** WORK REQUIRED **
Write out all of the rows below character for character, changing nothing.
____ DATA SECTION
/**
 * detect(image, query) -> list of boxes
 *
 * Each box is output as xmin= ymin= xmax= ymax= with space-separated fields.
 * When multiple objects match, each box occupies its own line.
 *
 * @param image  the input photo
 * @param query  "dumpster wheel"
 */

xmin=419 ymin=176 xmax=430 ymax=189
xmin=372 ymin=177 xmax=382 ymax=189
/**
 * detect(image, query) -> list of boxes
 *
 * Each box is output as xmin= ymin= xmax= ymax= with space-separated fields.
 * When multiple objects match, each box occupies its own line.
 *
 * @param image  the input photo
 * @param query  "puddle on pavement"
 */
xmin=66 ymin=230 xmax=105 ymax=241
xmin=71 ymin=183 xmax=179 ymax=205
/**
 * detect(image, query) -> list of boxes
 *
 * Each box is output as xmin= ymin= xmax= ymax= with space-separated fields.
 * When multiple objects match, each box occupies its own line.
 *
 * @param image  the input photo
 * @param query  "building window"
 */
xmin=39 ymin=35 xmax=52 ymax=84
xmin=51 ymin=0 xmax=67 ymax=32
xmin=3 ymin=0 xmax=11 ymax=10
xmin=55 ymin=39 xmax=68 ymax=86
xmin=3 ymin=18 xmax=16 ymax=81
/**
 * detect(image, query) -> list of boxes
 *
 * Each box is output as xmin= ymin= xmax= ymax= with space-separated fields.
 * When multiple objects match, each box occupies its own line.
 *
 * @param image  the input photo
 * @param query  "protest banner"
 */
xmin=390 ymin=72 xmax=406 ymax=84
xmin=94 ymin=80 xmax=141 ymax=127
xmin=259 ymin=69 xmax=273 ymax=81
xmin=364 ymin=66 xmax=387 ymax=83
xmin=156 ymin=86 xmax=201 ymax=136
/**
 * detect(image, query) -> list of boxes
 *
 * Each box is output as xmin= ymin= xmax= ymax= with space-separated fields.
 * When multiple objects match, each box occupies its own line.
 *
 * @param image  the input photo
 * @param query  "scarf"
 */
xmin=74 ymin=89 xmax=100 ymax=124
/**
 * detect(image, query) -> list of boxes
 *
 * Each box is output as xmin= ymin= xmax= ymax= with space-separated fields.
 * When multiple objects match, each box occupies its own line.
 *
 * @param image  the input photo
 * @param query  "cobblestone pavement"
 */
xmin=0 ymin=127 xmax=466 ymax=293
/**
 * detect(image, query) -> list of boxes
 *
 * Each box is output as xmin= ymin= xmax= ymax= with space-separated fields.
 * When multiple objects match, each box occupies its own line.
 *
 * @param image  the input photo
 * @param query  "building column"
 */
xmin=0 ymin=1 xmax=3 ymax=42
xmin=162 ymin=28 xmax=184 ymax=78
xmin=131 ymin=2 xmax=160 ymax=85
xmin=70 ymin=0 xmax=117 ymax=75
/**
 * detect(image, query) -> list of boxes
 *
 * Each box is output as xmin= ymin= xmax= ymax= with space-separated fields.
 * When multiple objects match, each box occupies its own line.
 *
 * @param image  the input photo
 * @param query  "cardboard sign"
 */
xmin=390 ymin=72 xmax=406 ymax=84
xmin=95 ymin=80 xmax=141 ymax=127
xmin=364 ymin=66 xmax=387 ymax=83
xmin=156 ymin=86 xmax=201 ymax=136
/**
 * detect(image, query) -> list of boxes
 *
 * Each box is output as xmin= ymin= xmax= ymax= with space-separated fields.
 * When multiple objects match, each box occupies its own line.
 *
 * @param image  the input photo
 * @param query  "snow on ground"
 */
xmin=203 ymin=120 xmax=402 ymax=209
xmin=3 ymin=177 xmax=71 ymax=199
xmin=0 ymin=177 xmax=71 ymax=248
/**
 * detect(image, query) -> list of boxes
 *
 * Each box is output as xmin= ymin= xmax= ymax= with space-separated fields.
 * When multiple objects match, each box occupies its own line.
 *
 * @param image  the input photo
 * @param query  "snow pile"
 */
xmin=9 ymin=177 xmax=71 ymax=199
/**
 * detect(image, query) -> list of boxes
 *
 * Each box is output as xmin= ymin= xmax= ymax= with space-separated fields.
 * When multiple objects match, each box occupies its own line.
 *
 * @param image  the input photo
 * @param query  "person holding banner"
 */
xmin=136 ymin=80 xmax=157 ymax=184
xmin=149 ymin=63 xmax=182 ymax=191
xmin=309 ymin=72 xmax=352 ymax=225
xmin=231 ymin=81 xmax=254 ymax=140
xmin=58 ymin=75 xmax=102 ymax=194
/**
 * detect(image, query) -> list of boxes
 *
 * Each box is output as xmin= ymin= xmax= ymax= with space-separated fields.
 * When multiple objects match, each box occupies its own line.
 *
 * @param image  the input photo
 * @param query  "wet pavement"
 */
________
** EXERCISE SOLUTION **
/**
 * detect(image, query) -> list of boxes
 *
 * Each box is output as xmin= ymin= xmax= ymax= with space-separated fields.
 * When multiple objects match, each box occupies its own line.
 *
 * @param image  the input photo
 * @param query  "dumpster wheel"
 */

xmin=419 ymin=176 xmax=430 ymax=189
xmin=372 ymin=177 xmax=382 ymax=189
/**
 * detect(image, query) -> list of boxes
 *
 * Each box is output as xmin= ymin= xmax= ymax= with space-separated fields.
 * When multiple objects match, each box occupies its own line.
 *
 * @param image  the input photo
 * @param query  "puddle on pavement"
 */
xmin=66 ymin=230 xmax=105 ymax=241
xmin=71 ymin=183 xmax=179 ymax=205
/**
 * detect(image, query) -> list of boxes
 *
 * Each box is output as xmin= ymin= xmax= ymax= with space-separated fields.
 * When multiple objects match, each box occupies its own line.
 *
 * @param image  the input photo
 * @param query  "building window"
 */
xmin=39 ymin=35 xmax=52 ymax=84
xmin=51 ymin=0 xmax=67 ymax=32
xmin=3 ymin=0 xmax=11 ymax=10
xmin=55 ymin=39 xmax=68 ymax=86
xmin=3 ymin=18 xmax=16 ymax=81
/**
 * detect(image, query) -> list of boxes
 *
 * Each box is output as xmin= ymin= xmax= ymax= with space-separated fields.
 * When multiple objects match, each box occupies its own line.
 *
 * @param image  the input photo
 * @param query  "protest banner"
 */
xmin=390 ymin=72 xmax=406 ymax=84
xmin=94 ymin=80 xmax=141 ymax=127
xmin=259 ymin=69 xmax=273 ymax=81
xmin=364 ymin=66 xmax=387 ymax=83
xmin=156 ymin=86 xmax=201 ymax=136
/**
 * detect(image, query) -> list of boxes
 *
 * Each box is output as xmin= ymin= xmax= ymax= with space-separated fields.
 * When multiple objects match, each box occupies its own line.
 *
 * @param image  the input photo
 * @param query  "scarf"
 */
xmin=74 ymin=89 xmax=100 ymax=124
/**
 * detect(image, query) -> list of boxes
 *
 * Each box is output as xmin= ymin= xmax= ymax= with space-separated fields.
 * When multiple objects match, each box occupies its own line.
 *
 * @param image  the input photo
 * @param query  "cobblestone pavement"
 */
xmin=0 ymin=127 xmax=466 ymax=293
/**
 * detect(image, query) -> list of boxes
 *
 * Each box is output as xmin= ymin= xmax= ymax= with space-separated fields.
 * When multiple objects match, each box occupies its own line.
 *
 * @param image  the input photo
 * @param query  "building column"
 */
xmin=0 ymin=1 xmax=3 ymax=42
xmin=162 ymin=28 xmax=184 ymax=78
xmin=131 ymin=2 xmax=160 ymax=85
xmin=70 ymin=0 xmax=117 ymax=75
/**
 * detect(image, query) -> list of boxes
 *
 * Each box is output as xmin= ymin= xmax= ymax= with space-separated fields.
 * When multiple objects match, each box occupies its own line.
 *
 * @param image  the input photo
 * @param query  "cardboard sign"
 */
xmin=390 ymin=72 xmax=406 ymax=84
xmin=95 ymin=80 xmax=141 ymax=127
xmin=364 ymin=66 xmax=387 ymax=83
xmin=156 ymin=86 xmax=201 ymax=136
/**
 * detect(image, query) -> list of boxes
 *
 * Each box is output as xmin= ymin= xmax= ymax= with space-separated fields.
 * When multiple objects match, each box occupies its own line.
 *
 * @param image  the input photo
 * @param query  "snow on ground"
 */
xmin=203 ymin=120 xmax=402 ymax=209
xmin=3 ymin=177 xmax=71 ymax=199
xmin=0 ymin=177 xmax=71 ymax=248
/**
 * detect(image, query) -> list of boxes
 *
 * Each box is output as xmin= ymin= xmax= ymax= with space-separated fields.
 * When multiple objects match, each box occupies its own line.
 *
 * @param image  the input photo
 * @param query  "snow pile"
 */
xmin=9 ymin=177 xmax=71 ymax=199
/**
 * detect(image, query) -> list of boxes
 *
 * Each box is output as xmin= ymin= xmax= ymax= with space-separated fields.
 * When multiple objects match, each box occupies its own line.
 *
 * @param image  the input photo
 * @param query  "person holding banner"
 */
xmin=136 ymin=80 xmax=157 ymax=184
xmin=149 ymin=63 xmax=182 ymax=191
xmin=309 ymin=72 xmax=352 ymax=225
xmin=231 ymin=81 xmax=254 ymax=140
xmin=58 ymin=75 xmax=102 ymax=194
/**
 * detect(image, query) -> list of boxes
 *
 * Each box is output as xmin= ymin= xmax= ymax= with space-separated fields.
 * When multiple objects match, each box occupies its own line.
 *
 * @param image  the input photo
 * @param query  "wet pavement"
 */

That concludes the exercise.